◆ Extract
--------------------

And then – and not necessarily as easy a part to honour – there’s IDENTITY – PART C. I could say that I’ve had a number of big projects in my life. The first was just growing up in a household that offered far more incertitude that most. The second was preparing for and having a career which was done concurrently with the third project (and I mean this as a planned undertaking) which was having and raising children. Really I held my own professionally while my children were young and only left the classroom once they were all pretty much teens. Those years were focused on things outside of myself. Now, with retirement, I see the opportunity for a fourth big project which is focused on my inner self. More and more I’m learning to relax. I’m enjoying my mornings of sipping a latte while watching the news and doing needlepoint, going to my exercise class, sitting in a cafe with the paper, and meandering home so that I’m showered and ready for the rest of the day by lunch time. Singing in the choir; we had a benefit concert to raise money for Haiti last night and although it’s been an incredible amount of work and stress it was just so much fun to be singing last night. Meditating. Just sitting and looking at the blue sky. Watching the leaves grow on my trees. Being with friends. Cooking. Tending my garden … and just sitting outside and enjoying my garden. Being with family. Dancing. Walks along the beach (yes, we do have one in Toronto along Lake Ontario but it shouldn’t be confused with a Pacific Ocean beach) with my sweetheart David. Gazing at photos of my grandchildren and dreaming about their futures. Revelling in the beauty of a sunset or the tang of a grapefruit. Imagining. Learning to be, and through that, learning – or trying to learn – how to be … better. Better in the ways that are important to me now; better in caring for myself and others, better in living my life.

--------------------

◆ Extracted entries
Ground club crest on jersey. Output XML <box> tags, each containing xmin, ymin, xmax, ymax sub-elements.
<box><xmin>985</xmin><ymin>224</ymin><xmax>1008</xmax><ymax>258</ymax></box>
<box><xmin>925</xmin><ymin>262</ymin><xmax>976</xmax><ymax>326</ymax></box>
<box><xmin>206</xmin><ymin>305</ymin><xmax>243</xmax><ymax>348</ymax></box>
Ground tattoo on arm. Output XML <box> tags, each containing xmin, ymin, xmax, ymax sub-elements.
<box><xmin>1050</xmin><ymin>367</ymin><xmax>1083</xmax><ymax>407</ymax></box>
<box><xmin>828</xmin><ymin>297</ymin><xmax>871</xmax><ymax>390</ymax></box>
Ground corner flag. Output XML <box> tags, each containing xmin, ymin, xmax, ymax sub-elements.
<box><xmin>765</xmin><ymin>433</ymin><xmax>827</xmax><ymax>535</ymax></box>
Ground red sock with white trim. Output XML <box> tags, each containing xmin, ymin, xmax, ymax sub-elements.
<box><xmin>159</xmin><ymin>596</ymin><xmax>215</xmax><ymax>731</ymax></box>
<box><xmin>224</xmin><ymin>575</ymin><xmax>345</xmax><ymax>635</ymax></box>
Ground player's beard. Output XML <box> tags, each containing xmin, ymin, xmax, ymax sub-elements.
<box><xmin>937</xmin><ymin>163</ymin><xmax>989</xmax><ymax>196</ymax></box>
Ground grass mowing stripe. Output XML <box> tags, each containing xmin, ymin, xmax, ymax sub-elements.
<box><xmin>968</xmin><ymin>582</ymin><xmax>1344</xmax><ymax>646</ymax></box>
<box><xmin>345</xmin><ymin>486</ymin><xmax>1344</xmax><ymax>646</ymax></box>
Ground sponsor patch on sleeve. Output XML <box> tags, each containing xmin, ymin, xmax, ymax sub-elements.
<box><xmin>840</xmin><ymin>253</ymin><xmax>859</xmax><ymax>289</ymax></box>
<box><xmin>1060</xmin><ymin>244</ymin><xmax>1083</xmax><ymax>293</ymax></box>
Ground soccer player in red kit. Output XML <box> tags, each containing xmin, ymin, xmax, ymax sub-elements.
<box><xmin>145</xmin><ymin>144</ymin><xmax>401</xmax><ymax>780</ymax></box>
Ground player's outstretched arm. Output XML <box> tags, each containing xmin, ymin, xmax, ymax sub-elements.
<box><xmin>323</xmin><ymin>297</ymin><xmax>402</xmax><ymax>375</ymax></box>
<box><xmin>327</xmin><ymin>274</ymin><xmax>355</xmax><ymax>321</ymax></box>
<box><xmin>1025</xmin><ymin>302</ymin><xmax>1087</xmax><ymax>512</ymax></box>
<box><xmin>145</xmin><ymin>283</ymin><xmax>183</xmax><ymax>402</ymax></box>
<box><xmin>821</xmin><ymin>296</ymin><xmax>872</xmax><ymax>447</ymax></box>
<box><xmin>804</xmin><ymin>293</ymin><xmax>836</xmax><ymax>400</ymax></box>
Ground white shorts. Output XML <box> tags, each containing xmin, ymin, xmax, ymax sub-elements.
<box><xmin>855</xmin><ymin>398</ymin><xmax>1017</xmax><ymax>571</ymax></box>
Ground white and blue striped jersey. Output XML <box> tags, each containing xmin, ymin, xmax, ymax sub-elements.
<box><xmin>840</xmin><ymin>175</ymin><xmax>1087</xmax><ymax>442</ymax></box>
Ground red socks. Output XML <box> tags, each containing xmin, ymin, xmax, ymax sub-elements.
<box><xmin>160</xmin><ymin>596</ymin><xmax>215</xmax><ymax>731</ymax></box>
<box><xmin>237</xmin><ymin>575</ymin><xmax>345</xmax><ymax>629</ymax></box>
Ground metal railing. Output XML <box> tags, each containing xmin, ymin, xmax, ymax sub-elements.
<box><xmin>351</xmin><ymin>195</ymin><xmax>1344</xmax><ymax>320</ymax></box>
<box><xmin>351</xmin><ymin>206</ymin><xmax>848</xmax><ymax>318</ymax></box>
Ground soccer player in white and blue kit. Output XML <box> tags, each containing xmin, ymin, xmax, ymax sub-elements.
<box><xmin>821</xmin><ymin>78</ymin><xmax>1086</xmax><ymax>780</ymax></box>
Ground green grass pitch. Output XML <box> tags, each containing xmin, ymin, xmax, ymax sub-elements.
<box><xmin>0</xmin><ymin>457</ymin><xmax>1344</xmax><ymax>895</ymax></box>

--------------------

◆ Task set
**A.** According to the passage on identity, why does retirement present the writer with the opportunity for a fourth big project centered on the inner self? Answer in one to three sentences.
**B.** Answer these questions from the passage on identity:
(i) At what point did the writer leave the classroom?
(ii) What was the benefit concert held to raise money for?
(iii) Along which lake does the Toronto beach lie?
Rely solely on the passage on identity, not on the rows.

◆ Responses for each task
**A.** The writer's earlier projects were growing up in an uncertain household, building a career, and raising children. These kept those years focused on things outside the writer's self. Retirement now opens the way to a project directed at the inner self.

**B.**
(i) Once the writer's children were all pretty much teens.
(ii) For Haiti.
(iii) Lake Ontario.